Work to be completed: Rewrite the records below as a numbered list, from their first line through the line that contains "[36,250,63,288]", both ends included. Omit blank lines and leave out the pictures.
-=-=-
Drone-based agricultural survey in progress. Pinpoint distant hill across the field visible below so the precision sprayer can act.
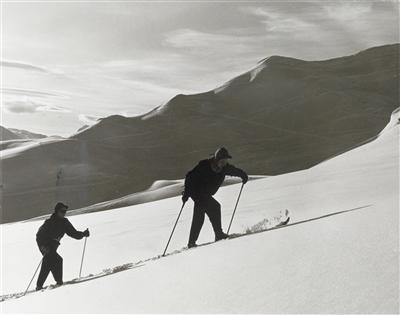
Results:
[9,128,47,139]
[0,126,47,141]
[0,126,20,141]
[2,44,399,222]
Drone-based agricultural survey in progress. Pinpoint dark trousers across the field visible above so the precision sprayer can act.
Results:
[189,196,222,244]
[36,250,63,288]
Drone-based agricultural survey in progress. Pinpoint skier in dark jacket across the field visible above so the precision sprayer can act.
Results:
[182,148,248,248]
[36,202,90,290]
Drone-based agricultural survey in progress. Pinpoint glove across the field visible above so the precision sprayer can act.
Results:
[182,192,189,203]
[39,245,50,256]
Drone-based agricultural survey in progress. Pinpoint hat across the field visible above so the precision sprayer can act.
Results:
[214,147,232,161]
[54,202,68,211]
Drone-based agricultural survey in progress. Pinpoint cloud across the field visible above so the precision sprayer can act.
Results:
[0,61,50,73]
[4,100,71,114]
[0,88,64,97]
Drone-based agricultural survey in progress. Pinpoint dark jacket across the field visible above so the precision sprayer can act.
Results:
[36,213,84,250]
[184,158,248,200]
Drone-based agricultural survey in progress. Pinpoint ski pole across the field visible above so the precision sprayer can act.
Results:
[163,202,186,256]
[23,257,43,296]
[226,183,244,234]
[79,237,87,278]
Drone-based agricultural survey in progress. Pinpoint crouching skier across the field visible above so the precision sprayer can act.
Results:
[36,202,90,291]
[182,148,248,248]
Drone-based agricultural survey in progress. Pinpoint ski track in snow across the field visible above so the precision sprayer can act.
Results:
[0,205,371,302]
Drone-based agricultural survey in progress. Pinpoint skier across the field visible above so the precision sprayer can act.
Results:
[182,147,248,248]
[36,202,90,291]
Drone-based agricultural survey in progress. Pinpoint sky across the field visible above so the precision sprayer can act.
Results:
[0,0,400,136]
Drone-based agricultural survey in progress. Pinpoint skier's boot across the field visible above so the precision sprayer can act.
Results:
[215,231,229,242]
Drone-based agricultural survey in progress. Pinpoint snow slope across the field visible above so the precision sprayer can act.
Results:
[0,112,399,313]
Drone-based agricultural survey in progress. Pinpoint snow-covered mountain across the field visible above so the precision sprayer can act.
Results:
[0,110,400,314]
[0,126,47,141]
[2,44,399,222]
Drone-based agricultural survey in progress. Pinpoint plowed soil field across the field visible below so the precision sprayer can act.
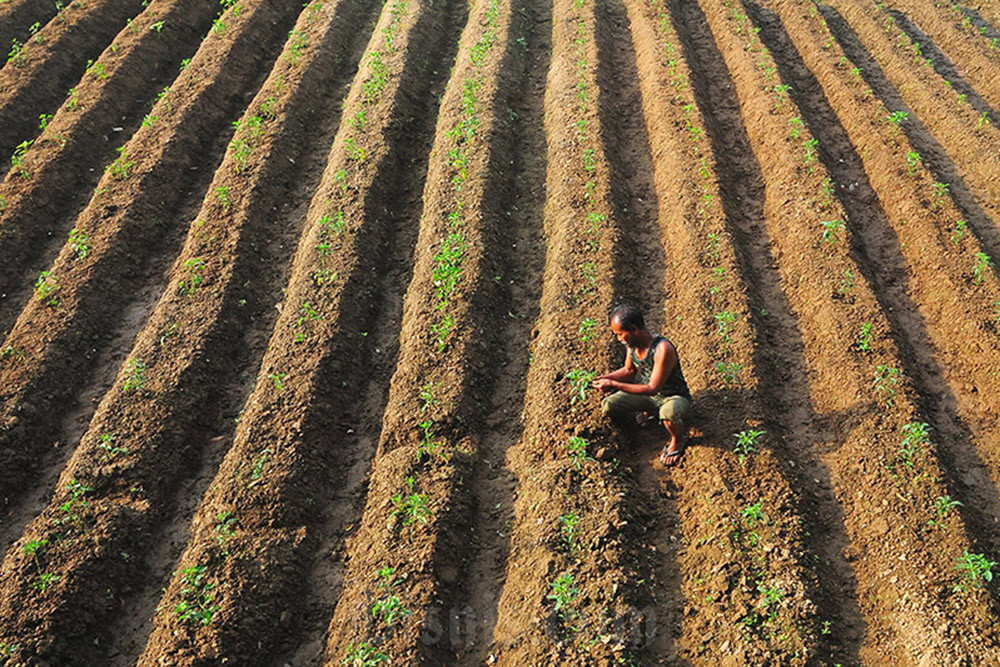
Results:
[0,0,1000,667]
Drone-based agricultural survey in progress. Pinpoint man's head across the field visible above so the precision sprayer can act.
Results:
[609,303,646,347]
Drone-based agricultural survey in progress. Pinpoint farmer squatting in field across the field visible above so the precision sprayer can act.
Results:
[594,304,691,466]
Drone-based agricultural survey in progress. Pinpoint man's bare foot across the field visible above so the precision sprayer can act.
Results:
[660,438,685,468]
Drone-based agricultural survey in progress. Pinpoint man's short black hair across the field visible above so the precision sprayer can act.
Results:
[608,303,646,331]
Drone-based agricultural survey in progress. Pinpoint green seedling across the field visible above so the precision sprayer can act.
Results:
[87,60,108,80]
[68,227,91,259]
[952,550,996,593]
[733,429,767,465]
[566,435,594,470]
[715,361,743,388]
[431,232,466,310]
[819,220,844,245]
[545,573,580,630]
[788,117,805,139]
[417,419,450,463]
[215,185,233,211]
[10,139,35,181]
[854,322,874,353]
[875,364,902,407]
[417,381,441,412]
[267,372,288,391]
[740,502,766,528]
[7,37,24,67]
[122,357,146,394]
[104,146,135,181]
[340,642,389,667]
[215,512,237,554]
[927,496,962,526]
[972,252,993,285]
[177,257,205,296]
[559,512,580,556]
[888,111,910,127]
[35,271,59,308]
[802,137,819,171]
[389,477,432,526]
[566,368,597,405]
[97,433,128,461]
[372,566,413,628]
[285,29,309,67]
[66,88,80,111]
[174,565,221,625]
[292,301,323,343]
[949,220,969,245]
[899,422,930,470]
[931,183,951,211]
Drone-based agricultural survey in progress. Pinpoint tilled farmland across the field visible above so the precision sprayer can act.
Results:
[0,0,1000,667]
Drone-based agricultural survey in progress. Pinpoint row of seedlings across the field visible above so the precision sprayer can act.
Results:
[0,0,296,528]
[628,0,819,661]
[2,0,382,664]
[764,3,996,651]
[491,0,652,665]
[935,2,1000,58]
[709,3,988,652]
[0,0,223,330]
[133,0,460,661]
[858,3,1000,244]
[800,0,1000,564]
[0,0,64,49]
[899,2,1000,124]
[0,0,145,162]
[327,0,524,664]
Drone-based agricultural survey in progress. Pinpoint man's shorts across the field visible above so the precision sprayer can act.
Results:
[601,391,691,422]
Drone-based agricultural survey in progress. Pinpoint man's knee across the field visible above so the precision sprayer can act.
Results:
[660,396,691,422]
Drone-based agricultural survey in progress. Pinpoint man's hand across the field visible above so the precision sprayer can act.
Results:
[592,378,618,393]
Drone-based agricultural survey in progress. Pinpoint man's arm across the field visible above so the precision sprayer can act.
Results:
[598,340,677,396]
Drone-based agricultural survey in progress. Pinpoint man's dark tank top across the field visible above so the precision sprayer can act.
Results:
[628,334,691,400]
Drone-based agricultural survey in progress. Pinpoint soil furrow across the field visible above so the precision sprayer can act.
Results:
[886,5,1000,125]
[0,0,223,331]
[320,0,540,663]
[94,0,392,665]
[445,2,552,667]
[692,0,1000,659]
[618,3,860,662]
[0,0,144,168]
[812,3,1000,551]
[951,3,1000,48]
[0,0,56,56]
[2,1,314,664]
[488,1,656,665]
[133,1,463,664]
[0,4,295,532]
[751,4,996,659]
[820,6,1000,268]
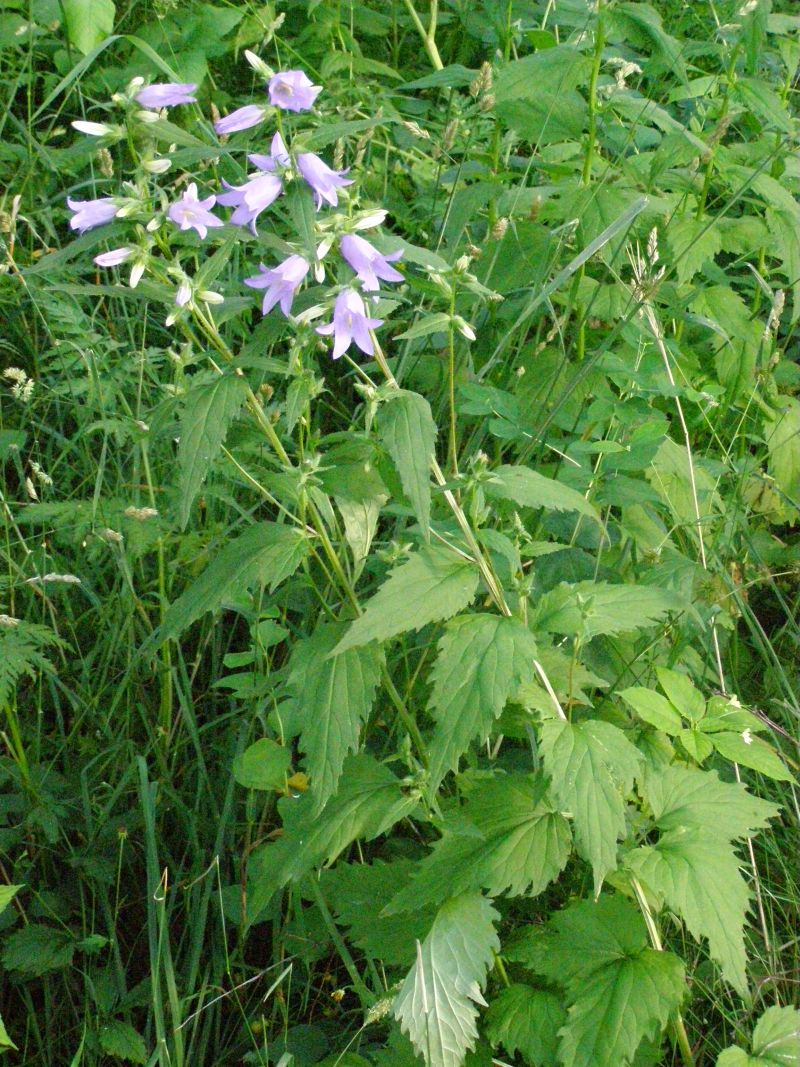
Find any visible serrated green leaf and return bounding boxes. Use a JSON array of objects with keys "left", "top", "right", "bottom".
[
  {"left": 247, "top": 755, "right": 419, "bottom": 923},
  {"left": 626, "top": 829, "right": 750, "bottom": 997},
  {"left": 153, "top": 523, "right": 308, "bottom": 646},
  {"left": 288, "top": 625, "right": 383, "bottom": 811},
  {"left": 428, "top": 615, "right": 537, "bottom": 789},
  {"left": 485, "top": 983, "right": 566, "bottom": 1067},
  {"left": 541, "top": 719, "right": 641, "bottom": 894},
  {"left": 334, "top": 545, "right": 478, "bottom": 655},
  {"left": 178, "top": 375, "right": 247, "bottom": 529},
  {"left": 620, "top": 685, "right": 683, "bottom": 734},
  {"left": 62, "top": 0, "right": 116, "bottom": 55},
  {"left": 234, "top": 737, "right": 291, "bottom": 792},
  {"left": 385, "top": 775, "right": 572, "bottom": 914},
  {"left": 710, "top": 730, "right": 794, "bottom": 782},
  {"left": 97, "top": 1019, "right": 147, "bottom": 1064},
  {"left": 379, "top": 389, "right": 436, "bottom": 538},
  {"left": 514, "top": 895, "right": 685, "bottom": 1067},
  {"left": 2, "top": 923, "right": 76, "bottom": 978},
  {"left": 644, "top": 765, "right": 780, "bottom": 841},
  {"left": 0, "top": 886, "right": 23, "bottom": 914},
  {"left": 394, "top": 893, "right": 500, "bottom": 1067},
  {"left": 322, "top": 860, "right": 439, "bottom": 969},
  {"left": 533, "top": 582, "right": 677, "bottom": 640},
  {"left": 483, "top": 465, "right": 601, "bottom": 522}
]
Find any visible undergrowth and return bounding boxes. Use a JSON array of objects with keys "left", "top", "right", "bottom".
[{"left": 0, "top": 0, "right": 800, "bottom": 1067}]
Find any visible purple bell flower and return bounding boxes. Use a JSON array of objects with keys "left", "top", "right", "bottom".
[
  {"left": 244, "top": 255, "right": 309, "bottom": 315},
  {"left": 214, "top": 103, "right": 267, "bottom": 137},
  {"left": 298, "top": 152, "right": 353, "bottom": 210},
  {"left": 317, "top": 289, "right": 383, "bottom": 360},
  {"left": 247, "top": 133, "right": 291, "bottom": 174},
  {"left": 217, "top": 174, "right": 284, "bottom": 235},
  {"left": 267, "top": 70, "right": 322, "bottom": 111},
  {"left": 94, "top": 248, "right": 135, "bottom": 267},
  {"left": 339, "top": 234, "right": 403, "bottom": 292},
  {"left": 67, "top": 196, "right": 121, "bottom": 234},
  {"left": 166, "top": 181, "right": 224, "bottom": 239},
  {"left": 133, "top": 81, "right": 197, "bottom": 108}
]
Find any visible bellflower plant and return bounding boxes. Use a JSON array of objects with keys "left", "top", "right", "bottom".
[{"left": 133, "top": 81, "right": 197, "bottom": 108}]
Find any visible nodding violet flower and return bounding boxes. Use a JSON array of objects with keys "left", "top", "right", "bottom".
[
  {"left": 339, "top": 234, "right": 403, "bottom": 292},
  {"left": 214, "top": 103, "right": 267, "bottom": 137},
  {"left": 244, "top": 255, "right": 309, "bottom": 315},
  {"left": 166, "top": 181, "right": 224, "bottom": 238},
  {"left": 247, "top": 133, "right": 291, "bottom": 174},
  {"left": 133, "top": 81, "right": 197, "bottom": 108},
  {"left": 217, "top": 174, "right": 284, "bottom": 235},
  {"left": 298, "top": 152, "right": 353, "bottom": 210},
  {"left": 95, "top": 248, "right": 135, "bottom": 267},
  {"left": 317, "top": 289, "right": 383, "bottom": 360},
  {"left": 67, "top": 196, "right": 122, "bottom": 234},
  {"left": 267, "top": 70, "right": 322, "bottom": 111}
]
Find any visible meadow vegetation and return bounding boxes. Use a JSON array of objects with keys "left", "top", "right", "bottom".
[{"left": 0, "top": 0, "right": 800, "bottom": 1067}]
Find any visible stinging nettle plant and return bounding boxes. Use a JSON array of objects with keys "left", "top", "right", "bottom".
[{"left": 9, "top": 5, "right": 796, "bottom": 1067}]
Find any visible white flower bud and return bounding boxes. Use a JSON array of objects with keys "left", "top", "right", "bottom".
[
  {"left": 142, "top": 159, "right": 172, "bottom": 174},
  {"left": 71, "top": 118, "right": 114, "bottom": 137}
]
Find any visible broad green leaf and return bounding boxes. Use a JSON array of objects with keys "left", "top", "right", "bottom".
[
  {"left": 533, "top": 582, "right": 677, "bottom": 640},
  {"left": 485, "top": 983, "right": 566, "bottom": 1067},
  {"left": 394, "top": 893, "right": 500, "bottom": 1067},
  {"left": 0, "top": 1017, "right": 17, "bottom": 1052},
  {"left": 322, "top": 860, "right": 441, "bottom": 970},
  {"left": 428, "top": 615, "right": 537, "bottom": 789},
  {"left": 620, "top": 686, "right": 683, "bottom": 734},
  {"left": 764, "top": 397, "right": 800, "bottom": 520},
  {"left": 710, "top": 730, "right": 794, "bottom": 782},
  {"left": 97, "top": 1019, "right": 147, "bottom": 1064},
  {"left": 515, "top": 895, "right": 685, "bottom": 1067},
  {"left": 379, "top": 389, "right": 436, "bottom": 539},
  {"left": 717, "top": 1007, "right": 800, "bottom": 1067},
  {"left": 385, "top": 775, "right": 572, "bottom": 914},
  {"left": 154, "top": 523, "right": 308, "bottom": 644},
  {"left": 178, "top": 375, "right": 247, "bottom": 529},
  {"left": 288, "top": 625, "right": 383, "bottom": 811},
  {"left": 247, "top": 755, "right": 419, "bottom": 923},
  {"left": 542, "top": 719, "right": 641, "bottom": 895},
  {"left": 484, "top": 465, "right": 599, "bottom": 522},
  {"left": 626, "top": 828, "right": 750, "bottom": 997},
  {"left": 0, "top": 886, "right": 22, "bottom": 914},
  {"left": 234, "top": 737, "right": 291, "bottom": 792},
  {"left": 61, "top": 0, "right": 116, "bottom": 55},
  {"left": 334, "top": 545, "right": 478, "bottom": 655},
  {"left": 644, "top": 765, "right": 780, "bottom": 842}
]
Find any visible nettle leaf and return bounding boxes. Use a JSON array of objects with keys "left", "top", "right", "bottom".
[
  {"left": 541, "top": 719, "right": 642, "bottom": 894},
  {"left": 394, "top": 893, "right": 500, "bottom": 1067},
  {"left": 485, "top": 983, "right": 566, "bottom": 1067},
  {"left": 378, "top": 389, "right": 436, "bottom": 538},
  {"left": 515, "top": 895, "right": 686, "bottom": 1067},
  {"left": 717, "top": 1007, "right": 800, "bottom": 1067},
  {"left": 153, "top": 523, "right": 308, "bottom": 646},
  {"left": 384, "top": 775, "right": 572, "bottom": 914},
  {"left": 428, "top": 615, "right": 537, "bottom": 789},
  {"left": 334, "top": 545, "right": 478, "bottom": 655},
  {"left": 178, "top": 375, "right": 247, "bottom": 529},
  {"left": 533, "top": 582, "right": 677, "bottom": 640},
  {"left": 288, "top": 625, "right": 383, "bottom": 811},
  {"left": 322, "top": 860, "right": 439, "bottom": 968},
  {"left": 247, "top": 754, "right": 419, "bottom": 923},
  {"left": 644, "top": 765, "right": 780, "bottom": 842},
  {"left": 484, "top": 464, "right": 601, "bottom": 522}
]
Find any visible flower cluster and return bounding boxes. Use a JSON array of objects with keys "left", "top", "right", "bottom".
[{"left": 67, "top": 66, "right": 403, "bottom": 360}]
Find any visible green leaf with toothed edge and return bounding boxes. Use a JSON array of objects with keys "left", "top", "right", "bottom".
[{"left": 394, "top": 893, "right": 500, "bottom": 1067}]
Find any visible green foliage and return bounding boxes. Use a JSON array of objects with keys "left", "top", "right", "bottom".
[{"left": 393, "top": 893, "right": 500, "bottom": 1067}]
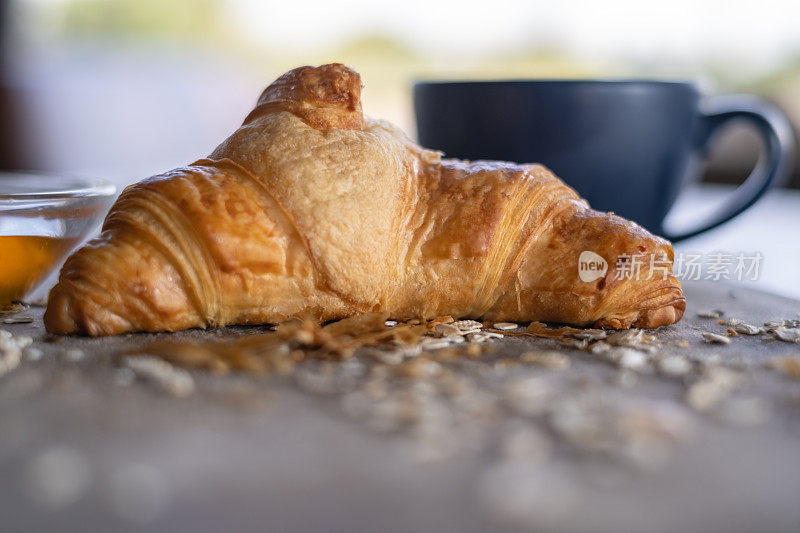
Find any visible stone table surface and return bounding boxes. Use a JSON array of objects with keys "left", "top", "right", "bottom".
[{"left": 0, "top": 283, "right": 800, "bottom": 532}]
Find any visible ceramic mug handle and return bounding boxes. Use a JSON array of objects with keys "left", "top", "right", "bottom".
[{"left": 664, "top": 95, "right": 795, "bottom": 241}]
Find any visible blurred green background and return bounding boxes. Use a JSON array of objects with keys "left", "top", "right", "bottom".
[{"left": 0, "top": 0, "right": 800, "bottom": 187}]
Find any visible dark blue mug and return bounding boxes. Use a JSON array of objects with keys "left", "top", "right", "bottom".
[{"left": 414, "top": 80, "right": 794, "bottom": 241}]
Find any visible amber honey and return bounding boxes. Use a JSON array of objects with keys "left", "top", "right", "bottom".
[{"left": 0, "top": 235, "right": 74, "bottom": 309}]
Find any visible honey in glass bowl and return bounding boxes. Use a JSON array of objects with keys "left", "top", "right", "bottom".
[{"left": 0, "top": 173, "right": 116, "bottom": 310}]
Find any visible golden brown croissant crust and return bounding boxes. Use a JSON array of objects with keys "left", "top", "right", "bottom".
[{"left": 45, "top": 64, "right": 685, "bottom": 335}]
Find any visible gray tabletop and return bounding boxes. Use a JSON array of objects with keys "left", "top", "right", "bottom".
[{"left": 0, "top": 283, "right": 800, "bottom": 532}]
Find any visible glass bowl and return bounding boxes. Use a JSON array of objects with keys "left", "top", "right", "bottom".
[{"left": 0, "top": 173, "right": 116, "bottom": 310}]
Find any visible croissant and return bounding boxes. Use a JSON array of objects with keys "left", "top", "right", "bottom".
[{"left": 44, "top": 64, "right": 685, "bottom": 335}]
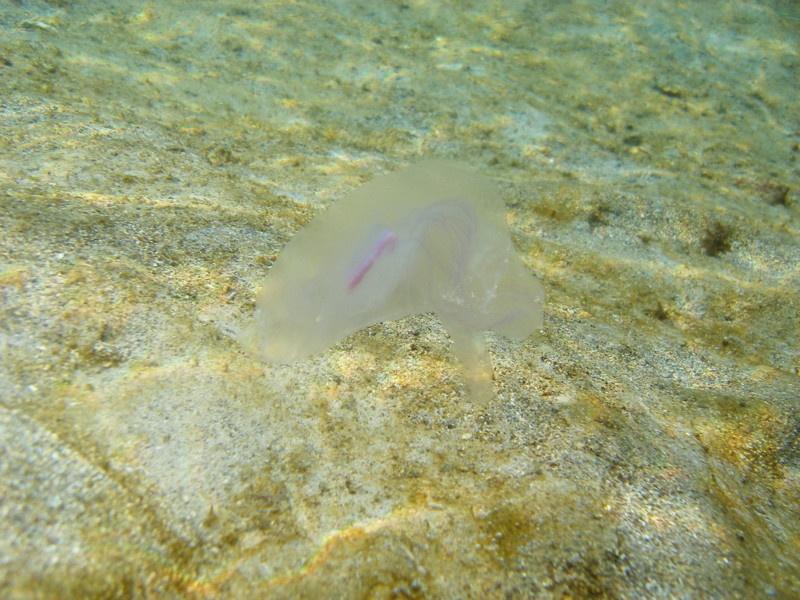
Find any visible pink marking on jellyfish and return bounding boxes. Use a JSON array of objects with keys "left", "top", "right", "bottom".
[{"left": 347, "top": 231, "right": 397, "bottom": 292}]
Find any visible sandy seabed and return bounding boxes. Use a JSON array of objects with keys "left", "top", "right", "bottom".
[{"left": 0, "top": 0, "right": 800, "bottom": 600}]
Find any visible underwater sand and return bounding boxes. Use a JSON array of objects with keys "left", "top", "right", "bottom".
[{"left": 0, "top": 0, "right": 800, "bottom": 599}]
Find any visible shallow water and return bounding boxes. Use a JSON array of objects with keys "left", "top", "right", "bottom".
[{"left": 0, "top": 0, "right": 800, "bottom": 598}]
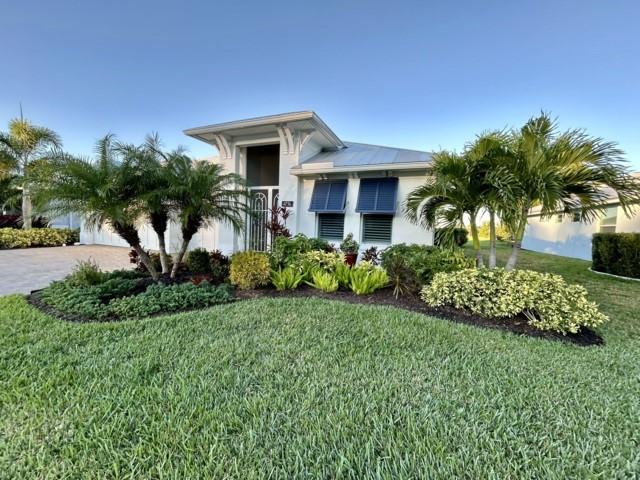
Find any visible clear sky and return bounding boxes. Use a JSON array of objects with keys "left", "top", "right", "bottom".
[{"left": 0, "top": 0, "right": 640, "bottom": 170}]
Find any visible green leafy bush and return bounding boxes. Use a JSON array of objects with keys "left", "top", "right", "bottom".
[
  {"left": 591, "top": 233, "right": 640, "bottom": 278},
  {"left": 349, "top": 262, "right": 389, "bottom": 295},
  {"left": 421, "top": 268, "right": 608, "bottom": 334},
  {"left": 229, "top": 251, "right": 271, "bottom": 290},
  {"left": 298, "top": 250, "right": 344, "bottom": 280},
  {"left": 340, "top": 233, "right": 360, "bottom": 254},
  {"left": 108, "top": 282, "right": 233, "bottom": 319},
  {"left": 271, "top": 233, "right": 334, "bottom": 270},
  {"left": 271, "top": 267, "right": 304, "bottom": 290},
  {"left": 66, "top": 259, "right": 108, "bottom": 287},
  {"left": 307, "top": 270, "right": 338, "bottom": 293},
  {"left": 433, "top": 228, "right": 469, "bottom": 247},
  {"left": 186, "top": 248, "right": 211, "bottom": 275},
  {"left": 333, "top": 262, "right": 351, "bottom": 288},
  {"left": 0, "top": 228, "right": 80, "bottom": 248},
  {"left": 42, "top": 276, "right": 232, "bottom": 321},
  {"left": 382, "top": 243, "right": 474, "bottom": 294}
]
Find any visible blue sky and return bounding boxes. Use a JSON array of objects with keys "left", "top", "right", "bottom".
[{"left": 0, "top": 0, "right": 640, "bottom": 170}]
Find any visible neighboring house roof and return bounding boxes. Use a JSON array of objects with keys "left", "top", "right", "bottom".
[{"left": 291, "top": 142, "right": 431, "bottom": 175}]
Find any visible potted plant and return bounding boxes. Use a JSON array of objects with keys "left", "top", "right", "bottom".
[{"left": 340, "top": 233, "right": 360, "bottom": 267}]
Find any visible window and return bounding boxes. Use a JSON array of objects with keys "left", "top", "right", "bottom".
[
  {"left": 309, "top": 180, "right": 347, "bottom": 213},
  {"left": 600, "top": 205, "right": 618, "bottom": 233},
  {"left": 362, "top": 215, "right": 393, "bottom": 243},
  {"left": 318, "top": 213, "right": 344, "bottom": 240}
]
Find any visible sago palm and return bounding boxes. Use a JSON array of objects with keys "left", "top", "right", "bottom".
[
  {"left": 503, "top": 113, "right": 640, "bottom": 270},
  {"left": 404, "top": 151, "right": 483, "bottom": 266},
  {"left": 167, "top": 153, "right": 247, "bottom": 277},
  {"left": 0, "top": 118, "right": 62, "bottom": 229},
  {"left": 38, "top": 135, "right": 159, "bottom": 280}
]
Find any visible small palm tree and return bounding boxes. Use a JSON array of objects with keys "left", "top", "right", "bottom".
[
  {"left": 167, "top": 153, "right": 248, "bottom": 278},
  {"left": 118, "top": 134, "right": 176, "bottom": 274},
  {"left": 503, "top": 113, "right": 640, "bottom": 270},
  {"left": 38, "top": 135, "right": 159, "bottom": 280},
  {"left": 404, "top": 151, "right": 483, "bottom": 266},
  {"left": 0, "top": 118, "right": 62, "bottom": 229}
]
-=-=-
Written response:
1. Drone-based agricultural survey in progress. Pinpoint distant hill across the field visible below so the precision sprayer can act.
2. Results:
3. [9,128,47,139]
4. [0,126,47,141]
5. [0,126,20,141]
6. [2,44,399,222]
7. Drone-based agricultural survey in progress. Pinpoint dark trousers across the field visible above so the precision sprayer can act.
8. Results:
9. [189,196,222,244]
10. [36,250,63,288]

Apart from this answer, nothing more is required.